Consigne écrite A ▸
Répondez à ces questions sur le texte consacré à l'unicité du génocide des juifs :
(i) Quelle armée a commis les atrocités en Ukraine ?
(ii) Le projet veut analyser le génocide des juifs comme quoi ?
(iii) Que suppose ce projet ?

Texte fourni ▸
%%

De l’unicité du génocide des juifs
La qualification des atrocités commises par l’armée russe en Ukraine est l’objet d’un vif débat dans lequel le recours au concept de génocide est mobilisé par les uns et refusé par les autres. La dispute n’est pas nouvelle et la référence au génocide nazi contre les juifs virtuellement présente. Il n’est sans doute pas inutile, pour éclairer les présents événements, de revenir aujourd’hui sur la question de son unicité. Le projet est d’analyser le génocide des juifs, non comme un instrument d’occultation, de mise à part, mais comme la matrice de compréhension de la souffrance des autres. Ce projet suppose le refus de l’incommensurabilité comme de l’uniformité.

%%

Consigne écrite B ▸ Relevez chaque ligne des enregistrements où figure le mot "confetti".

[Enregistrements d'étiquetage de position]
%%

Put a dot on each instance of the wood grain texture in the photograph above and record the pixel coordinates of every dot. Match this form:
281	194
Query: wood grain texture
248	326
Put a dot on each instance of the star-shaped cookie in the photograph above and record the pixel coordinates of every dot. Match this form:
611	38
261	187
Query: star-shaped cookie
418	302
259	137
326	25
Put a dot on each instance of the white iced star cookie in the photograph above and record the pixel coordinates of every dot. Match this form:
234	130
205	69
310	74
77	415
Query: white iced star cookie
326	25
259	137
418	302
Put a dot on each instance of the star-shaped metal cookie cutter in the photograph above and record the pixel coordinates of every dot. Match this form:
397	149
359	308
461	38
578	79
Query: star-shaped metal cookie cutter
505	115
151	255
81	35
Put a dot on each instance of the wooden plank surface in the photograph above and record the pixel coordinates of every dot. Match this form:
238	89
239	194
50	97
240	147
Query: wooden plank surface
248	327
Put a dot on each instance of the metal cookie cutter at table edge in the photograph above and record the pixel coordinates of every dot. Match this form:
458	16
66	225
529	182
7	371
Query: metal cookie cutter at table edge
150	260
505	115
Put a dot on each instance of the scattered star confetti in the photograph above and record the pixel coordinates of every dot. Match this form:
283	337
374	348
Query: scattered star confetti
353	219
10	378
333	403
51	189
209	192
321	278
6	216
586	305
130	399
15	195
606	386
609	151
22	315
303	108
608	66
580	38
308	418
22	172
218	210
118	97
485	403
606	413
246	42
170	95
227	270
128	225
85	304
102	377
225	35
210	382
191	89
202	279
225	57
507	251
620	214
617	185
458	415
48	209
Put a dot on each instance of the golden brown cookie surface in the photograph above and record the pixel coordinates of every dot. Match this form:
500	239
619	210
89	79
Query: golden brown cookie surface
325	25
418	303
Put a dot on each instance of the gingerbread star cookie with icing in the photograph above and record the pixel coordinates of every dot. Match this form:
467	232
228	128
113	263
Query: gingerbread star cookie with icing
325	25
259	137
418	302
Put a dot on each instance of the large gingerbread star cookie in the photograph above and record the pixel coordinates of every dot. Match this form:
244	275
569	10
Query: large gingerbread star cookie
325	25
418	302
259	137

%%

Réponse complète A ▸
(i) L'armée russe.
(ii) Comme la matrice de compréhension de la souffrance des autres.
(iii) Le refus de l'incommensurabilité comme de l'uniformité.

Réponse complète B ▸
Put a dot on each instance of the scattered star confetti in the photograph above and record the pixel coordinates of every dot. Match this form:
Query: scattered star confetti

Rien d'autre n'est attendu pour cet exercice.